▶ Aim of the task
Can you reproduce the data beneath, keeping every line exact?
[Extracted material — start]
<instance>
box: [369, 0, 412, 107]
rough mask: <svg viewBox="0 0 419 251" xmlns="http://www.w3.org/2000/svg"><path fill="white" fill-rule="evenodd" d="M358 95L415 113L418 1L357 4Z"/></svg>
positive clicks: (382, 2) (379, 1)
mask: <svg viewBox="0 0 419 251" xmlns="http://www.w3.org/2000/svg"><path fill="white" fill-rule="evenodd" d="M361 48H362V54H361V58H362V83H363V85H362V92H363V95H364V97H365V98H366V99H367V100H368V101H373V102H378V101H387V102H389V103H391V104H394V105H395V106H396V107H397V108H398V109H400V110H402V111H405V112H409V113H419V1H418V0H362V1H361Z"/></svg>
[Extracted material — finish]
▶ Written answer
<instance>
box: [369, 0, 412, 107]
rough mask: <svg viewBox="0 0 419 251" xmlns="http://www.w3.org/2000/svg"><path fill="white" fill-rule="evenodd" d="M358 95L415 113L418 1L357 4Z"/></svg>
positive clicks: (382, 2) (379, 1)
mask: <svg viewBox="0 0 419 251" xmlns="http://www.w3.org/2000/svg"><path fill="white" fill-rule="evenodd" d="M361 48H362V54H361V58H362V83H363V85H362V92H363V95H364V97H365V98H366V99H367V100H368V101H373V102H378V101H387V102H389V103H391V104H394V105H395V106H396V107H397V108H398V109H400V110H402V111H405V112H409V113H419V1H418V0H362V1H361Z"/></svg>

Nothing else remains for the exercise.